#### What needs to be done:
Which lines of the entries below hold the word "sweater"? Report each of them.

#### Information provided:

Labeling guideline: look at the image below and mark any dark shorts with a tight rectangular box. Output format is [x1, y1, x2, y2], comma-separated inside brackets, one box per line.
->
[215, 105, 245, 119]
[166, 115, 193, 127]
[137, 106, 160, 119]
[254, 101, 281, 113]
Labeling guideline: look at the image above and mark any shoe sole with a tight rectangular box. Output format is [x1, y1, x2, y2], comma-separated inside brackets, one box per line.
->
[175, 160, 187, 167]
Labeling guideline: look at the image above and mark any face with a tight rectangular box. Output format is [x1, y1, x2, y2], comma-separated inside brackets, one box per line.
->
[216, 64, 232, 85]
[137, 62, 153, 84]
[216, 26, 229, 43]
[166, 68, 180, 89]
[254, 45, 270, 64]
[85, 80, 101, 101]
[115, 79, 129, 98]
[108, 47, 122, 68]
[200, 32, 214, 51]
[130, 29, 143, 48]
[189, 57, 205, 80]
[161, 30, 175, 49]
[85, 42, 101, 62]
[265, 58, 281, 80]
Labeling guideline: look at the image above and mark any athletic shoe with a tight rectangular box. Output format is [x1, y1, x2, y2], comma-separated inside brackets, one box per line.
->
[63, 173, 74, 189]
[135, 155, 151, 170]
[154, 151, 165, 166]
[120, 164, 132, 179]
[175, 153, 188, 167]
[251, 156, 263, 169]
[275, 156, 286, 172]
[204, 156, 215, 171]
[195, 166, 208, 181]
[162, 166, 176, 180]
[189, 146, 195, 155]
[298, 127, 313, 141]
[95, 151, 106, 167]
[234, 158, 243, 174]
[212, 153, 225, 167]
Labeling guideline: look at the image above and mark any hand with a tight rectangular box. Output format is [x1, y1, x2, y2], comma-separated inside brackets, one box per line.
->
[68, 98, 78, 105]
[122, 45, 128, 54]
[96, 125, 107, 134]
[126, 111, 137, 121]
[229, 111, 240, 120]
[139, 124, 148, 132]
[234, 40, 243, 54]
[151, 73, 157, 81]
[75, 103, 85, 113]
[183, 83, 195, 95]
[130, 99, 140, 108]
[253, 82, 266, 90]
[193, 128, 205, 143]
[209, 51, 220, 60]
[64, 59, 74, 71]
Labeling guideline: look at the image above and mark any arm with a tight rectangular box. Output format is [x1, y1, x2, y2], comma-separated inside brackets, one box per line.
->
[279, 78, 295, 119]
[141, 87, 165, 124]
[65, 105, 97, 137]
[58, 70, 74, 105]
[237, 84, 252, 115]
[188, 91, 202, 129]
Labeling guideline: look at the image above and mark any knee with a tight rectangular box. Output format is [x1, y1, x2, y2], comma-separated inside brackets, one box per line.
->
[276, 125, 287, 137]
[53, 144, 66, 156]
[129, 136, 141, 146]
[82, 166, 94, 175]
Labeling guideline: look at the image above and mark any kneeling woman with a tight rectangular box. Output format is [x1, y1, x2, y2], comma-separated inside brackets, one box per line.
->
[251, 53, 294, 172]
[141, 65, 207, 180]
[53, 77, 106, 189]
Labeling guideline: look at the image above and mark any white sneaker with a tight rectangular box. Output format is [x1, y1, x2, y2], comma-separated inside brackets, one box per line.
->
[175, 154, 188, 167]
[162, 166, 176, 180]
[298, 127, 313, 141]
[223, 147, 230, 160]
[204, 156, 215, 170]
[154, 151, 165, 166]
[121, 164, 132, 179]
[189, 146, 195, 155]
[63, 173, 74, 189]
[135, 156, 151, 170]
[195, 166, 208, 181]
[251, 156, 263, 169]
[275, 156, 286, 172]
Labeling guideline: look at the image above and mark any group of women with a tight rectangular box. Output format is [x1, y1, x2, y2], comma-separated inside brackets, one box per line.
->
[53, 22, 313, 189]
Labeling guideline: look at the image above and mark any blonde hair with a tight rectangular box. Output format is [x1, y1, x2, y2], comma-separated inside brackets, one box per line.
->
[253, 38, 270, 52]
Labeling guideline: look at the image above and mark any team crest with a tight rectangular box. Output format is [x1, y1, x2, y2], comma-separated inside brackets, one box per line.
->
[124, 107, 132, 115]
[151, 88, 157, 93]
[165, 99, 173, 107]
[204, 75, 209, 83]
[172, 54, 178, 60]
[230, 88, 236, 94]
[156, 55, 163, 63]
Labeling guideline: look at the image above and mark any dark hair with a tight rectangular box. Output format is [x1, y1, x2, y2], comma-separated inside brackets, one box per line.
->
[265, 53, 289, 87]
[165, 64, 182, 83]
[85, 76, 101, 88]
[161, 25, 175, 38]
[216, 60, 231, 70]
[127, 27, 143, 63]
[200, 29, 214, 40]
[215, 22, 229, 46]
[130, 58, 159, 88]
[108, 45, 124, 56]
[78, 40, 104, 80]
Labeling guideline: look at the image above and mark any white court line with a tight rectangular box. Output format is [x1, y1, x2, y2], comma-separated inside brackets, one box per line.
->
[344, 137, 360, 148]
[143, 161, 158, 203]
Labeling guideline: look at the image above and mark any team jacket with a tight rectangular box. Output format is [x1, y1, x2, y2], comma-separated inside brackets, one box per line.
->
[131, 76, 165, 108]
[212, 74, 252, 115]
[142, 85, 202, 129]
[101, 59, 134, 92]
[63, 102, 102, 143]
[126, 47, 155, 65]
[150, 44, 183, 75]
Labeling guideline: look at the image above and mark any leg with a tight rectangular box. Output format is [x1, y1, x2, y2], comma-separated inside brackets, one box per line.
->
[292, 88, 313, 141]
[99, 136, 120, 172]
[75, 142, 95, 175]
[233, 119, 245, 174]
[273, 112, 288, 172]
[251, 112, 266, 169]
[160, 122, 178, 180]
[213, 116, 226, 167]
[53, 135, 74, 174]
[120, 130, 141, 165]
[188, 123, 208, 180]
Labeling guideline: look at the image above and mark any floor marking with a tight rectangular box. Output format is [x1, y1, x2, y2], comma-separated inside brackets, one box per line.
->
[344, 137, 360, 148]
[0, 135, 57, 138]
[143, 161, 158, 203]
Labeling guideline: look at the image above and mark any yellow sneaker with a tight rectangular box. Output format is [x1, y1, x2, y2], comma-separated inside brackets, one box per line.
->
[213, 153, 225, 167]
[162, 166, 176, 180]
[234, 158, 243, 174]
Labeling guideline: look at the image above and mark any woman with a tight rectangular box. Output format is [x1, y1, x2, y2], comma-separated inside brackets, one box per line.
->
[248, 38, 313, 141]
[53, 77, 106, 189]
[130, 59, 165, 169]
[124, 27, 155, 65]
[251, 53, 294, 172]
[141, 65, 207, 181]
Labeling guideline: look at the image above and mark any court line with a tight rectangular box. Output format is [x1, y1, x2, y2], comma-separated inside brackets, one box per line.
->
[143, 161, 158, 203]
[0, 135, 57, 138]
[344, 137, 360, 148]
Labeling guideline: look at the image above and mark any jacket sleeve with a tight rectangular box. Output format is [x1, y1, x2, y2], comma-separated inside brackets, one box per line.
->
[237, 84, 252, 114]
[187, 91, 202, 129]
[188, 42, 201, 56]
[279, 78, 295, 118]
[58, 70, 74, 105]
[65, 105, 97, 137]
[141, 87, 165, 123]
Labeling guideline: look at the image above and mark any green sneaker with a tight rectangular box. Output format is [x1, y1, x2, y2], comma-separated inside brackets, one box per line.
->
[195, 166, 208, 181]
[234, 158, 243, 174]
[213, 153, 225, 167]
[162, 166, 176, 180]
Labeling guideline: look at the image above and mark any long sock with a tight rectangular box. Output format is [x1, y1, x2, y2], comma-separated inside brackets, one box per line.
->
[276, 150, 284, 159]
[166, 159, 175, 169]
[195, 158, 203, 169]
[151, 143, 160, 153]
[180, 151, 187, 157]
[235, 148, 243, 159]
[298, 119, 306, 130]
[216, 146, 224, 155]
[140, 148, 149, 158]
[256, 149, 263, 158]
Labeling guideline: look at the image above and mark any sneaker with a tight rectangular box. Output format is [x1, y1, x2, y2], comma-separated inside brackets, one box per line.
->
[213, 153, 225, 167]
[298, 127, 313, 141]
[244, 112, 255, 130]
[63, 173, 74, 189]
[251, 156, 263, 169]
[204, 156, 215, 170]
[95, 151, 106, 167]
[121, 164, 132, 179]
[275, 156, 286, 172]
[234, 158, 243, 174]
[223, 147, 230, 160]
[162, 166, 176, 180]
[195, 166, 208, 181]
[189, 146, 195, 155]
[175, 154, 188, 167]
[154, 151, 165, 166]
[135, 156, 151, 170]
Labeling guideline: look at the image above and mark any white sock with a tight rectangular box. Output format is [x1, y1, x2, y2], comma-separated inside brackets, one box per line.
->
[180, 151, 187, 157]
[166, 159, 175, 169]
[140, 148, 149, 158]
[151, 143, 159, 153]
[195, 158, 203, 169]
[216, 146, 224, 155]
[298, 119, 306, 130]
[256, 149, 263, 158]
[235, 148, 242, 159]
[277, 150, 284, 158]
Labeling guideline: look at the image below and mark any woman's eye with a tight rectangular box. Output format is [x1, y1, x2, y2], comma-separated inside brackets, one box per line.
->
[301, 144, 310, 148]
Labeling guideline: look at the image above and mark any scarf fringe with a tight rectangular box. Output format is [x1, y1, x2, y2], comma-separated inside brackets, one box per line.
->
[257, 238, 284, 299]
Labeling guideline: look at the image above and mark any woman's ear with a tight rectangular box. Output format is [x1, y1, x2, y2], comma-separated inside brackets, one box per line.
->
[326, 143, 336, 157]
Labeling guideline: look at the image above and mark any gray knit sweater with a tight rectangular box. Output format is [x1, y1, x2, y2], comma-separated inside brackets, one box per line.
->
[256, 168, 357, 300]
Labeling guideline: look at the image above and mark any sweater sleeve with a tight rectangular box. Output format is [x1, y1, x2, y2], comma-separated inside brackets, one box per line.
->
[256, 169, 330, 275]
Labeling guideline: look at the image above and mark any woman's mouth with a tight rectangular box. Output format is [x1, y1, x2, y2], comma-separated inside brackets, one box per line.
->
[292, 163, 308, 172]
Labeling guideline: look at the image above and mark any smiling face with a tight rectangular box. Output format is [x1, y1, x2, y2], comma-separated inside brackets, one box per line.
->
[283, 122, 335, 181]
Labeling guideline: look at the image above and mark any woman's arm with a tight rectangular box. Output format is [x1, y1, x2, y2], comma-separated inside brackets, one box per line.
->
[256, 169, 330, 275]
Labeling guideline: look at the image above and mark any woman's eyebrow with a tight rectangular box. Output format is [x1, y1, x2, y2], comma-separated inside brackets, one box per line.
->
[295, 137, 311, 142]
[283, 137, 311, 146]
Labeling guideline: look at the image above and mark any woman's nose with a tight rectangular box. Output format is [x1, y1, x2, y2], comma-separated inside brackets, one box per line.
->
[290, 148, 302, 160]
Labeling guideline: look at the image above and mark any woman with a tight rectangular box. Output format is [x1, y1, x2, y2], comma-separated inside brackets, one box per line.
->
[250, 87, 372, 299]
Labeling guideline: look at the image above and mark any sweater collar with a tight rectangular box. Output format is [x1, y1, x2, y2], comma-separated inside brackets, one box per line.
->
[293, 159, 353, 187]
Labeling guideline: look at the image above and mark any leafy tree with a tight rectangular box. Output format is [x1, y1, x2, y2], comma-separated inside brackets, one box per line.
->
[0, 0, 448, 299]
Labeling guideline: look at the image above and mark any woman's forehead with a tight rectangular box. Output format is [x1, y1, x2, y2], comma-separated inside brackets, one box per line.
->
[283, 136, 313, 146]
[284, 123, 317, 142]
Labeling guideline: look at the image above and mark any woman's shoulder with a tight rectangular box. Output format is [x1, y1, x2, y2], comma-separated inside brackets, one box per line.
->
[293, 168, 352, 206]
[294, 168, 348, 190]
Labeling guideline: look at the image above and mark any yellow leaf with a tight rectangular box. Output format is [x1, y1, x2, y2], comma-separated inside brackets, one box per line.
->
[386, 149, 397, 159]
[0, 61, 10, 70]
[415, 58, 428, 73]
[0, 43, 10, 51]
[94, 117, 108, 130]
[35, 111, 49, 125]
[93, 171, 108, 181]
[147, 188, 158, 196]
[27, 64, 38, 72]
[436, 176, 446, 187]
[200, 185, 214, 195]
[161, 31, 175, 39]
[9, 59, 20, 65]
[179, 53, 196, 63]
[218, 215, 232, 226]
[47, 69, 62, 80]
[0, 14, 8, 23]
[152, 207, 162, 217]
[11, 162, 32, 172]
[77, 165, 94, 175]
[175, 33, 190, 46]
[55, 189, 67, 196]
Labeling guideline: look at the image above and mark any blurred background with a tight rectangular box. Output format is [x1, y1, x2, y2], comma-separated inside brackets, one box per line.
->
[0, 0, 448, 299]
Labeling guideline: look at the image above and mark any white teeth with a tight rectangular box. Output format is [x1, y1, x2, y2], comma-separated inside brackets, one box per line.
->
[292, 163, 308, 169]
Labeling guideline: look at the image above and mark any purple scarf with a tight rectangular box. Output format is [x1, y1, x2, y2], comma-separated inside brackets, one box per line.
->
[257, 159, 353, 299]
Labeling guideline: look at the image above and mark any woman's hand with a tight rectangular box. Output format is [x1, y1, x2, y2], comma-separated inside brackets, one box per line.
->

#### Response to this task:
Labeling guideline: look at the image above and mark any gray knit sweater with a tight rectangular box. Output format is [x1, y1, x2, y2], comma-separated inside brackets, one box per line.
Labeling guideline: look at the image above and mark any sweater sleeve with a tight rectangular box. Output format is [x1, y1, x2, y2], comma-separated inside brackets, one box per line.
Labeling guideline: look at the image above and mark any sweater collar with a tight rectangular box. Output format is [x1, y1, x2, y2], comma-separated inside brackets, one box per line.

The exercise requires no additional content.